[Position annotation listing]
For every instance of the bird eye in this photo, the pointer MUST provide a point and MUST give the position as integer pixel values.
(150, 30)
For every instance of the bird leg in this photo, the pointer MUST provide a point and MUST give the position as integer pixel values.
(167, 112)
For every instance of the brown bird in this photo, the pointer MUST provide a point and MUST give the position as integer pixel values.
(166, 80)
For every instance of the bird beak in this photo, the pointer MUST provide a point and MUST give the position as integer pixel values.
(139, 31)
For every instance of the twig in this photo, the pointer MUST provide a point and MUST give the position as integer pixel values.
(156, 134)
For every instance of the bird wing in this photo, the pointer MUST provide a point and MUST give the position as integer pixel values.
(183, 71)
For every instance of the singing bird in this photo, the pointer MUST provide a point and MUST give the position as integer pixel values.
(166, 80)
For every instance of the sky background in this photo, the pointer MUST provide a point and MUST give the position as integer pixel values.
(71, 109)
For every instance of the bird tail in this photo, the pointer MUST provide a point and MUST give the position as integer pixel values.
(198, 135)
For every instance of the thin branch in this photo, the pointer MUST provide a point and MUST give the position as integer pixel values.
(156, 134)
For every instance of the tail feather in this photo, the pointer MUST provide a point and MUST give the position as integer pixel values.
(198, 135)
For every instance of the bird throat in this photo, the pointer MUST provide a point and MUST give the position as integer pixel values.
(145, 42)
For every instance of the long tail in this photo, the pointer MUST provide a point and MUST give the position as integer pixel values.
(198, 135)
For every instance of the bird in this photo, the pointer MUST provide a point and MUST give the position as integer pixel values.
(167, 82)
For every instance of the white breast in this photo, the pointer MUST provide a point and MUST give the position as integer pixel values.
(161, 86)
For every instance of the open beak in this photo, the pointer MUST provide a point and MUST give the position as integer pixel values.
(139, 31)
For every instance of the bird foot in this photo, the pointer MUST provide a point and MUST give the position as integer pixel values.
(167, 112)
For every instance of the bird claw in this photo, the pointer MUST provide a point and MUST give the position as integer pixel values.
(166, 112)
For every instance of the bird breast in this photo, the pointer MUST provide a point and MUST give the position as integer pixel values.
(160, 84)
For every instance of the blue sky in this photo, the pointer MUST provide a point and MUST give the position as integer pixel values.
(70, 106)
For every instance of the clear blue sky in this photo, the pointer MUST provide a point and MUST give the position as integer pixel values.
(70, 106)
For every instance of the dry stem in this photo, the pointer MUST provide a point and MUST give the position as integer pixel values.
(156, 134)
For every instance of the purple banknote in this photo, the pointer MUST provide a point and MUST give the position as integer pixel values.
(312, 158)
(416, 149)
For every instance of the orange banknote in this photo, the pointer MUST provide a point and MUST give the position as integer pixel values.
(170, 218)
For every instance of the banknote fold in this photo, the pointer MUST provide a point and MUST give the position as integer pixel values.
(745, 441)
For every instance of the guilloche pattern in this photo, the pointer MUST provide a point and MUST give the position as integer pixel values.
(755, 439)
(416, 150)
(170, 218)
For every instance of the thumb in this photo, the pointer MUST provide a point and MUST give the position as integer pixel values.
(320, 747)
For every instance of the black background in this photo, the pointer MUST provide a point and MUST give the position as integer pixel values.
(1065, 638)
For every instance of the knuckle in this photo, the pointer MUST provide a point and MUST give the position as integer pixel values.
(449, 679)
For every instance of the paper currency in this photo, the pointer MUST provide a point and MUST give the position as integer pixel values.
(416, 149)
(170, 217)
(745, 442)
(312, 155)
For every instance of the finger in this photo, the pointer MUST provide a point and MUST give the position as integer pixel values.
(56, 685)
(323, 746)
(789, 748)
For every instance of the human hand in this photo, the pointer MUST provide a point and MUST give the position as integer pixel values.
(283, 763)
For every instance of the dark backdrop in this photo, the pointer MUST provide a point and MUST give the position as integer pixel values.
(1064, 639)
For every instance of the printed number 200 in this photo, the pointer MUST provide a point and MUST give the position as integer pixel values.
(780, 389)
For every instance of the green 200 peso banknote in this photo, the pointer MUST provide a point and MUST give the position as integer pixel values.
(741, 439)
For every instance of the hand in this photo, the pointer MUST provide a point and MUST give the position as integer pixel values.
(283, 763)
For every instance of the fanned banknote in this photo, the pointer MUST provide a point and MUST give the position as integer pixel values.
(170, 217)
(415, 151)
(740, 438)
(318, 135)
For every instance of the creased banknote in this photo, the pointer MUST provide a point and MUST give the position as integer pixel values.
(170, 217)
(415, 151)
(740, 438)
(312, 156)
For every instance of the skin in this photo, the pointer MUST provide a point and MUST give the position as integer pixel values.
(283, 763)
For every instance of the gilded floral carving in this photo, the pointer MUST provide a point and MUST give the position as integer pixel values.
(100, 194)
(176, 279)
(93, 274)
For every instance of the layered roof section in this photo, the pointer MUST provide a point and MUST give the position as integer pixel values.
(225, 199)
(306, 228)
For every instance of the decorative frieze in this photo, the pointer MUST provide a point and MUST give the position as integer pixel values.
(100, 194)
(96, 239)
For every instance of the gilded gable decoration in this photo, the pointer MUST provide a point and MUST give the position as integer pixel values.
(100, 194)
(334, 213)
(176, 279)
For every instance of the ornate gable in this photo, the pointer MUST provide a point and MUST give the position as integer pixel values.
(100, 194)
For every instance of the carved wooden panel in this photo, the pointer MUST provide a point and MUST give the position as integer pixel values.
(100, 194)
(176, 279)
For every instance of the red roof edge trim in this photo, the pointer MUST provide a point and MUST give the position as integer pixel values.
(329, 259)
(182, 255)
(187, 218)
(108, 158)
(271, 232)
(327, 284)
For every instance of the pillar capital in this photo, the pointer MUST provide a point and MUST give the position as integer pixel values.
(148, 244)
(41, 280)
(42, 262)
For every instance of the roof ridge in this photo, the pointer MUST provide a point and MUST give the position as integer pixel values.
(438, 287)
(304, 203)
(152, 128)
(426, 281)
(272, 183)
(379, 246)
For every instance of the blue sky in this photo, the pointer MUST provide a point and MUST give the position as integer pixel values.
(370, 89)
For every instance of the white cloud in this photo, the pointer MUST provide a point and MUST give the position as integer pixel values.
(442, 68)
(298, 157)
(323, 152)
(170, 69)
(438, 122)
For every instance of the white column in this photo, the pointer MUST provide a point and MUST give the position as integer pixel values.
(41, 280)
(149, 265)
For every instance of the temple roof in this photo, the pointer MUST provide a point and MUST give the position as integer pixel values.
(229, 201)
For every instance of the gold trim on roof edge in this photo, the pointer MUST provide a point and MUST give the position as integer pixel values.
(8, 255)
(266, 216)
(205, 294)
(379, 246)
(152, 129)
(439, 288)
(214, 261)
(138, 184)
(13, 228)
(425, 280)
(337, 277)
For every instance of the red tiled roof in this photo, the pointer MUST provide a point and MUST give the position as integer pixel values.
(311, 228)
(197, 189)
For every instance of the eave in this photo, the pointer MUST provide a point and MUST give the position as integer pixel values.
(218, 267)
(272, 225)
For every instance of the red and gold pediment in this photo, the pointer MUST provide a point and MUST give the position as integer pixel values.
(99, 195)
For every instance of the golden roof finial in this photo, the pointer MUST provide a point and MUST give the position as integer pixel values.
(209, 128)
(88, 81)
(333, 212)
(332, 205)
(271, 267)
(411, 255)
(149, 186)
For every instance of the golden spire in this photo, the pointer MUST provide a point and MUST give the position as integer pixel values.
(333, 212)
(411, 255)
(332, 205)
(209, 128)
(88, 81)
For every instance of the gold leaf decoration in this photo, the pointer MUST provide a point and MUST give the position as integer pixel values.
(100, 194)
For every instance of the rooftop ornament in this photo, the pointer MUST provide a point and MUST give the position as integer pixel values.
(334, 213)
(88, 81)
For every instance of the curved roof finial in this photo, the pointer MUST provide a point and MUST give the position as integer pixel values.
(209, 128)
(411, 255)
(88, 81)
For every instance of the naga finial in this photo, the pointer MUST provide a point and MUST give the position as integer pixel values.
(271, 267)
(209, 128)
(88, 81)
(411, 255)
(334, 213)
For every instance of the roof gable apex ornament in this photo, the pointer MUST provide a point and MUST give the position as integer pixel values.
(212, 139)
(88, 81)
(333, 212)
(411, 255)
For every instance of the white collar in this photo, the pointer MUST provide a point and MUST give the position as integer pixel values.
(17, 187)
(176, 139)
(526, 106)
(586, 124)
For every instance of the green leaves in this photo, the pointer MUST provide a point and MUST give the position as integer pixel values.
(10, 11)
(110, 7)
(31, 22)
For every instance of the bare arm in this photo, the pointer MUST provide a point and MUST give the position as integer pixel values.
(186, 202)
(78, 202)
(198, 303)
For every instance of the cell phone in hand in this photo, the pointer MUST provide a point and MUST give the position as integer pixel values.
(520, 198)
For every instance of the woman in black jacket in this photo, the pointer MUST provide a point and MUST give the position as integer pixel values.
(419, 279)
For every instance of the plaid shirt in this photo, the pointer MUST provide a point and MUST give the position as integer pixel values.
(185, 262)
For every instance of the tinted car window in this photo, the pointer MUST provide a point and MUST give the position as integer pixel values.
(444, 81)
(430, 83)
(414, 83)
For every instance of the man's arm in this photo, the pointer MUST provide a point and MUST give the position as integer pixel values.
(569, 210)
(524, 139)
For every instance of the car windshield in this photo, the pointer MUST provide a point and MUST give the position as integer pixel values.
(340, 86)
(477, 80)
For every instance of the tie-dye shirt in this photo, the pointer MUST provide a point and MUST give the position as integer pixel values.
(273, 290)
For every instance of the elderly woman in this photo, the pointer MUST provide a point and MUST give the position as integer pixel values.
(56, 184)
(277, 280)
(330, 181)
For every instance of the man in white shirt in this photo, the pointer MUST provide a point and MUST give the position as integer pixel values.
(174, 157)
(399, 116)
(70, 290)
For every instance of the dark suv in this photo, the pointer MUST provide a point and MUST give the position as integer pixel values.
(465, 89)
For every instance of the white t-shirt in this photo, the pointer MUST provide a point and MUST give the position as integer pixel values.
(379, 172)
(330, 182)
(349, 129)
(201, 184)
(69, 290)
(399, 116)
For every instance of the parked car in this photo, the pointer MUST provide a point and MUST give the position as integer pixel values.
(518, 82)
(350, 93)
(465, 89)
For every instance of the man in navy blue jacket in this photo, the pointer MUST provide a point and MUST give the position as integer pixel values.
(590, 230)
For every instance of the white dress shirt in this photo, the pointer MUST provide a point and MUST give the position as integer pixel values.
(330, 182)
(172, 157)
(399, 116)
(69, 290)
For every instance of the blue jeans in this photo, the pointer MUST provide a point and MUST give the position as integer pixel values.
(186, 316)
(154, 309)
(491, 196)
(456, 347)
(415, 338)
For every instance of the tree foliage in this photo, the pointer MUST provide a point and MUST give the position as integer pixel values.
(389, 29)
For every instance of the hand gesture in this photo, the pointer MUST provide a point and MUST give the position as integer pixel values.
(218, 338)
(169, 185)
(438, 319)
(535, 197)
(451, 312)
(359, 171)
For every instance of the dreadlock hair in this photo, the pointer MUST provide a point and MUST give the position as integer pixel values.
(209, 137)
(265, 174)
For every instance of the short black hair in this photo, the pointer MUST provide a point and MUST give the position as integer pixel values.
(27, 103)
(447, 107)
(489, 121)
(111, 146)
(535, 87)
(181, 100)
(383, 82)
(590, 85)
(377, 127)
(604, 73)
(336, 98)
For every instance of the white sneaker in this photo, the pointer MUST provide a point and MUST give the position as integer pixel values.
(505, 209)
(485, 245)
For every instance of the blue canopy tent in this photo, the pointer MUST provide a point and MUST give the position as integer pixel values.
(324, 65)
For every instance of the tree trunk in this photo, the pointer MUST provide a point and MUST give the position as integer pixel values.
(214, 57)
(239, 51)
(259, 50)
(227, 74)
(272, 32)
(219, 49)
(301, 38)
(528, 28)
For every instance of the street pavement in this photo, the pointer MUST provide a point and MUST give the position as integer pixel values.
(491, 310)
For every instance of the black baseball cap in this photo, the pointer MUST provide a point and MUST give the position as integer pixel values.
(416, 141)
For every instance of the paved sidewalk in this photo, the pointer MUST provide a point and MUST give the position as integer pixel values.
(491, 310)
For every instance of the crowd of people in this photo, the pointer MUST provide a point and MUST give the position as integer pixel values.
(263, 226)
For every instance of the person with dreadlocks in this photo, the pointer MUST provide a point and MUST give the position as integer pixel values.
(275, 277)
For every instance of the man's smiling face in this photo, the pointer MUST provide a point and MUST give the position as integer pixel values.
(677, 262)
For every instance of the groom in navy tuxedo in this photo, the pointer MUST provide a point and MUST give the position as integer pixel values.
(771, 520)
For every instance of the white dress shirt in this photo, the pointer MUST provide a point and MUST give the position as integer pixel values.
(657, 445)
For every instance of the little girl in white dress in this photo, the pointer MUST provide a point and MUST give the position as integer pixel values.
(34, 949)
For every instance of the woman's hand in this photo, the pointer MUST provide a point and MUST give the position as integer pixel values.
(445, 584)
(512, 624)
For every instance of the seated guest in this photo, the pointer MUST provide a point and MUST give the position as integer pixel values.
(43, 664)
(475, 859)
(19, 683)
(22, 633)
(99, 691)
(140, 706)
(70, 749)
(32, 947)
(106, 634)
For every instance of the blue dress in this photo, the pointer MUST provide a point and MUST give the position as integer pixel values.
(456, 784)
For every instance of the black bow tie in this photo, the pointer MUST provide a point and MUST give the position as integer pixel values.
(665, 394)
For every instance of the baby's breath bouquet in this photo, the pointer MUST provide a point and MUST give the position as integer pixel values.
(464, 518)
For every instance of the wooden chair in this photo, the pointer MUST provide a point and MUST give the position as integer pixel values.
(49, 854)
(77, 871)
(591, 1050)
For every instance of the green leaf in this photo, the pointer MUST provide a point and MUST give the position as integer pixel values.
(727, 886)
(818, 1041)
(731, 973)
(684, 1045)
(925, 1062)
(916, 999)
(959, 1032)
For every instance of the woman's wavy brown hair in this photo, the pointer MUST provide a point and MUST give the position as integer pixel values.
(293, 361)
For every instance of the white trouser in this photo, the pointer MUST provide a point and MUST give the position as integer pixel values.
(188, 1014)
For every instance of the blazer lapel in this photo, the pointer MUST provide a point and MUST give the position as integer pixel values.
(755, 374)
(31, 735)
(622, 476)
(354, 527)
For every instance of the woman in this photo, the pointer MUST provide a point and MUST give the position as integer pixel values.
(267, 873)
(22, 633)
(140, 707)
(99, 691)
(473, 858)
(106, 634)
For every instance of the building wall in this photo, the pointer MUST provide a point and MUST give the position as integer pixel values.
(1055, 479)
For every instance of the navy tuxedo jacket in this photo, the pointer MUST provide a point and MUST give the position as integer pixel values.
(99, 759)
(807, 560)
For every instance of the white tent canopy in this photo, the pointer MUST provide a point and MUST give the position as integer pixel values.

■ Task directions
Update everything from the line containing "For every instance of the white trouser" down to the end of the listing by replacing "pointer" with "annotator", keeping all else unchanged.

■ Exercise output
For every instance of the white trouser in this photo, the annotator MUST provide a point and MUST give the position as integer pixel values.
(188, 1014)
For every instance of the blazer lapel in this photo, the annotator MUST provide a point and MUST give the position as integer pixel values.
(755, 374)
(31, 735)
(622, 476)
(354, 527)
For every instance of the woman in this photo, the annotator MUST provide a point and MUST give the position as integer pixel values.
(267, 873)
(22, 633)
(140, 707)
(99, 691)
(473, 858)
(106, 634)
For every instance of the building wall in this photo, the annotator MUST provide a point and MUST give the position as integer pixel values.
(1055, 479)
For every instance of the navy tuxedo jacket in this photo, the annotator MUST provide a point and MUST give the position as integer pixel values.
(99, 759)
(807, 560)
For every instance of the white tent canopy in this photo, the annotator MUST provide a point and MUST give the position as integer pixel values.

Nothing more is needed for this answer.